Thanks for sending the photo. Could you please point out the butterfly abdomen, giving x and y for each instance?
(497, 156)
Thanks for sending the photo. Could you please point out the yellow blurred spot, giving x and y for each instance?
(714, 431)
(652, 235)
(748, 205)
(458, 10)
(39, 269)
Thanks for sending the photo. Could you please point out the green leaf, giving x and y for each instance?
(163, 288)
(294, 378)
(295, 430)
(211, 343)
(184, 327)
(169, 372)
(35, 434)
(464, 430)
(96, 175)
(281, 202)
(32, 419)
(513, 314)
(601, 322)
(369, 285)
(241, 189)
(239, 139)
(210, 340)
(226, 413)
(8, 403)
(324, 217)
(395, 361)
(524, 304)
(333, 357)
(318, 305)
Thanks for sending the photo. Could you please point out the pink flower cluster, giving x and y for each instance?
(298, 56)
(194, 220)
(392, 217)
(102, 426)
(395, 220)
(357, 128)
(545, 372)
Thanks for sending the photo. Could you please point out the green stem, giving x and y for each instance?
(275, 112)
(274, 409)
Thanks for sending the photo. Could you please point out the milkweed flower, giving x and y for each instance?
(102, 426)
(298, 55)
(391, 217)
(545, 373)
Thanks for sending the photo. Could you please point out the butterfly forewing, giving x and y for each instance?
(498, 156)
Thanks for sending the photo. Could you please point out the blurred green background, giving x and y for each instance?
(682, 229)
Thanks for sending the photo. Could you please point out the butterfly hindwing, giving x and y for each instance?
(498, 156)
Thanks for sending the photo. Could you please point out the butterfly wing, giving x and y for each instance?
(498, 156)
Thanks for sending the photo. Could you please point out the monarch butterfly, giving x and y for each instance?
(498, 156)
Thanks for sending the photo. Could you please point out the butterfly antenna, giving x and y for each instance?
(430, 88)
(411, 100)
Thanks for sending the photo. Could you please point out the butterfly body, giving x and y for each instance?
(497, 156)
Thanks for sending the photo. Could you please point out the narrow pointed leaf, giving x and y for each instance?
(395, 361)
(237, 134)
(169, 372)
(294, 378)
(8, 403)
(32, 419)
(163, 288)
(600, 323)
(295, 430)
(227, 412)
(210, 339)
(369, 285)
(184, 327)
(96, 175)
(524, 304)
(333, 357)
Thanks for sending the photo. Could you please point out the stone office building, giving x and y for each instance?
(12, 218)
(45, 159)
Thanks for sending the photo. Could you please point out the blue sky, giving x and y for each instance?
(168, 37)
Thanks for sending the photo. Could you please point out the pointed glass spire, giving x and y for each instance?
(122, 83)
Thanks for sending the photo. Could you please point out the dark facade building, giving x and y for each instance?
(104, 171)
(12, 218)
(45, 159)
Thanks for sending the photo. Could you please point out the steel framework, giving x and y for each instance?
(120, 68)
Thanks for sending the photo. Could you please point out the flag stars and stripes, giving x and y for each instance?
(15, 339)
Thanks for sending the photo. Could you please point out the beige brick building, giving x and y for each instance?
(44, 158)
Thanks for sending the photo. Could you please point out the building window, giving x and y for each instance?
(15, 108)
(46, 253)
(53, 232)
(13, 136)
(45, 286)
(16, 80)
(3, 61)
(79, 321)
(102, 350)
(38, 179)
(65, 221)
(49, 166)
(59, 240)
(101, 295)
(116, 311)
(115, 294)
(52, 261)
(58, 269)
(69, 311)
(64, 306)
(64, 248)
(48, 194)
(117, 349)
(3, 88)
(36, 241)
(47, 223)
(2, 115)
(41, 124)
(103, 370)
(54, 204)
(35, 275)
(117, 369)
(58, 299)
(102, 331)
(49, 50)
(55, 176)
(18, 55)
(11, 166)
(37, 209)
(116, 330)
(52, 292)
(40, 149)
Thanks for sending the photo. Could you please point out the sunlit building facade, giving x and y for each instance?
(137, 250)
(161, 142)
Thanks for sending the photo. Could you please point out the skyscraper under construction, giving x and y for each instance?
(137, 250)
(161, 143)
====
> _To be done_: Can you quote exactly the lines from the one containing "antenna, giving x and y for each instance?" through the last line of the records above, and nothing else?

> _The response_:
Thanks for sending the photo. Could you please point out the butterfly antenna, giving x and y for each instance?
(430, 88)
(411, 100)
Thanks for sending the photo. Could you please point out the butterfly body, giving x and y for each instance?
(497, 156)
Thanks for sending the photo. Could you please point out the narrow pointed leaf, giving x and y for each instance?
(395, 361)
(237, 134)
(169, 372)
(294, 378)
(8, 403)
(32, 419)
(163, 288)
(600, 323)
(295, 430)
(227, 412)
(210, 339)
(369, 285)
(184, 327)
(96, 175)
(524, 304)
(333, 357)
Thanks for sending the photo. Could you please point out the stone office building, giving x and y for each instance?
(12, 218)
(45, 159)
Thanks for sending the photo. Could you please point out the blue sky, giving x and y for each instance?
(168, 37)
Thanks for sending the photo. Could you please point out the pointed glass spire, giving x and y for each instance?
(122, 83)
Thanks for sending the photo. Could you please point out the dark facade building, giving x and y for each instance?
(104, 171)
(12, 218)
(45, 159)
Thanks for sending the photo. Could you please point out the steel framework, giving x and y for each instance?
(120, 68)
Thanks for sending the photo. Could you please point out the flag stars and stripes, giving x and y for each instance?
(15, 339)
Thanks for sending the photo. Could you please point out the beige brick building, giving x and y for each instance?
(44, 158)
Thanks for sending the photo. Could you please point out the building window, giving x and y for each instance?
(15, 108)
(46, 253)
(53, 232)
(13, 136)
(45, 286)
(16, 80)
(3, 61)
(79, 321)
(102, 350)
(38, 179)
(65, 221)
(49, 166)
(59, 240)
(101, 295)
(116, 311)
(115, 294)
(52, 261)
(58, 269)
(69, 311)
(64, 306)
(64, 248)
(48, 194)
(117, 349)
(3, 88)
(36, 241)
(47, 223)
(2, 115)
(41, 124)
(103, 370)
(54, 204)
(35, 275)
(117, 369)
(58, 299)
(102, 331)
(49, 50)
(55, 176)
(18, 55)
(11, 166)
(37, 209)
(116, 330)
(52, 292)
(40, 149)
Thanks for sending the photo. Could you please point out the sunlit building facade, giving x and y for each instance?
(137, 250)
(161, 142)
Thanks for sending the photo. Could you please point out the skyscraper under construction, giving x and y for each instance?
(137, 250)
(161, 143)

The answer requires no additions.